• _Your task_
A verbatim copy of each record is required.

• _Excerpted records_
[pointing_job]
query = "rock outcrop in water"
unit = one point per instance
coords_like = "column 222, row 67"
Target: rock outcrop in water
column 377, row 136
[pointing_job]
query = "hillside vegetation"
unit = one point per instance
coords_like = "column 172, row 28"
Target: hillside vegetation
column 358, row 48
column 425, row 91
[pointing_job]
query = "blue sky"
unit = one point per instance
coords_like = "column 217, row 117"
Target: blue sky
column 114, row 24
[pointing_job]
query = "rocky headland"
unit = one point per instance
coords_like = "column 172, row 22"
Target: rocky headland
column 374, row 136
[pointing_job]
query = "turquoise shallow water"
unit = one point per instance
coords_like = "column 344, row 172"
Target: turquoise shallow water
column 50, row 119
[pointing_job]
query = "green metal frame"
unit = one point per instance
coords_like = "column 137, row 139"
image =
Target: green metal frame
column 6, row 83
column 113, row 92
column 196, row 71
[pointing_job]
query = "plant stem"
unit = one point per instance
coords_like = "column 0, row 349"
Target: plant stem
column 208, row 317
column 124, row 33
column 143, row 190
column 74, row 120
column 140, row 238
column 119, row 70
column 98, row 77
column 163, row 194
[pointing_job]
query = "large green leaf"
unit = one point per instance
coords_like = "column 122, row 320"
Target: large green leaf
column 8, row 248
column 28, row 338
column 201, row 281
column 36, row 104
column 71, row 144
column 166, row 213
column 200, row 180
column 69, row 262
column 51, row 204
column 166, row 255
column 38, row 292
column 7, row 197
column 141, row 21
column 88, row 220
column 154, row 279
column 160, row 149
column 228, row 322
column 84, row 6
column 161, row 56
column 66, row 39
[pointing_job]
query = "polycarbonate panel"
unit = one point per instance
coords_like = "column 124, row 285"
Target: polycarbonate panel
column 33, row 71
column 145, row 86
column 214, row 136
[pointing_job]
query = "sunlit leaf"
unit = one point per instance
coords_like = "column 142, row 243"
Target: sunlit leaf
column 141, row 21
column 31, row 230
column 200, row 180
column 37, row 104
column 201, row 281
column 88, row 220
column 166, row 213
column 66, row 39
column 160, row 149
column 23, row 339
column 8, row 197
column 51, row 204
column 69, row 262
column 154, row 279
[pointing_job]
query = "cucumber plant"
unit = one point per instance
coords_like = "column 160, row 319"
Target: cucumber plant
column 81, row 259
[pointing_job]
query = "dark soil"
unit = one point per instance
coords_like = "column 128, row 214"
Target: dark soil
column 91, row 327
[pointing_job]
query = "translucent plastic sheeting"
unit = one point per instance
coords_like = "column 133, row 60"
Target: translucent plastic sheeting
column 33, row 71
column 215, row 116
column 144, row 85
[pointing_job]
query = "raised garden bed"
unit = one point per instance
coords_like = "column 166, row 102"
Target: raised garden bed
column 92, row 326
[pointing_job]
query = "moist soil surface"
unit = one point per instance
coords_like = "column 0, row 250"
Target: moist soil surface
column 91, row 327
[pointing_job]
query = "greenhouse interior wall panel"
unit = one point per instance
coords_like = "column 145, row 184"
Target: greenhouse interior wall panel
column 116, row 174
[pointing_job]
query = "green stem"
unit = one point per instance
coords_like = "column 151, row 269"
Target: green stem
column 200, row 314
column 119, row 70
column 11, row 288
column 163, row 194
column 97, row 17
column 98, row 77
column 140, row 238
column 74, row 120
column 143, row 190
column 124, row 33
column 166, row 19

• _Output below_
[pointing_job]
query = "rock outcrop in water"
unit = one point per instance
coords_like = "column 222, row 67"
Target: rock outcrop in water
column 377, row 136
[pointing_job]
query = "hillside vegetation"
unit = one point per instance
coords_like = "column 172, row 28"
Target: hillside vegetation
column 358, row 48
column 425, row 91
[pointing_job]
query = "blue sky"
unit = one point per instance
coords_like = "column 217, row 117"
Target: blue sky
column 114, row 24
[pointing_job]
query = "rocky headland"
unit = one point per instance
coords_like = "column 172, row 22"
Target: rocky headland
column 374, row 136
[pointing_job]
query = "turquoise shallow water"
unit = one point per instance
coords_like = "column 344, row 172"
Target: turquoise shallow water
column 50, row 119
[pointing_job]
query = "green metal frame"
unit = one point per instance
coords_like = "column 137, row 139"
image =
Target: green metal frame
column 6, row 83
column 113, row 92
column 196, row 71
[pointing_job]
query = "plant stem"
unit = one point per instance
coords_like = "column 0, row 349"
Target: plant stem
column 208, row 317
column 124, row 33
column 143, row 190
column 74, row 120
column 140, row 238
column 119, row 70
column 98, row 77
column 163, row 194
[pointing_job]
query = "large green leaf"
unit = one point per instance
coords_like = "column 122, row 320"
Target: large green leaf
column 8, row 248
column 28, row 338
column 201, row 281
column 36, row 104
column 71, row 144
column 166, row 213
column 200, row 180
column 69, row 262
column 51, row 204
column 166, row 255
column 38, row 292
column 7, row 197
column 141, row 21
column 88, row 220
column 154, row 279
column 160, row 149
column 228, row 322
column 84, row 6
column 161, row 56
column 66, row 39
[pointing_job]
query = "polycarbonate panel"
unit = one point per instance
coords_like = "column 124, row 285"
Target: polycarbonate panel
column 33, row 71
column 145, row 86
column 214, row 136
[pointing_job]
query = "sunlit leaf"
unit = one point per instance
coords_like = "column 142, row 243"
Target: sunlit leaf
column 141, row 21
column 31, row 230
column 200, row 180
column 37, row 104
column 201, row 281
column 88, row 220
column 166, row 213
column 66, row 39
column 160, row 149
column 23, row 339
column 8, row 197
column 51, row 204
column 69, row 262
column 154, row 279
[pointing_job]
query = "cucumber plant"
unit = one point per instance
coords_like = "column 160, row 319"
Target: cucumber plant
column 81, row 259
[pointing_job]
query = "dark soil"
unit = one point per instance
coords_like = "column 128, row 214"
Target: dark soil
column 91, row 327
[pointing_job]
query = "translucent plastic sheeting"
unit = one point per instance
coords_like = "column 133, row 60"
Target: translucent plastic sheeting
column 33, row 71
column 215, row 116
column 144, row 85
[pointing_job]
query = "raised garden bed"
unit = one point per instance
coords_like = "column 166, row 102"
Target: raised garden bed
column 92, row 326
[pointing_job]
query = "moist soil surface"
unit = one point per instance
coords_like = "column 0, row 250"
Target: moist soil surface
column 91, row 327
[pointing_job]
query = "greenhouse interior wall panel"
unit = one point per instance
coords_like = "column 145, row 184"
Target: greenhouse interior wall panel
column 116, row 174
[pointing_job]
query = "green stem"
unit = one point per instance
coords_like = "column 151, row 269"
Target: green stem
column 200, row 314
column 119, row 70
column 11, row 288
column 163, row 194
column 97, row 17
column 98, row 77
column 140, row 238
column 74, row 120
column 143, row 190
column 124, row 33
column 166, row 19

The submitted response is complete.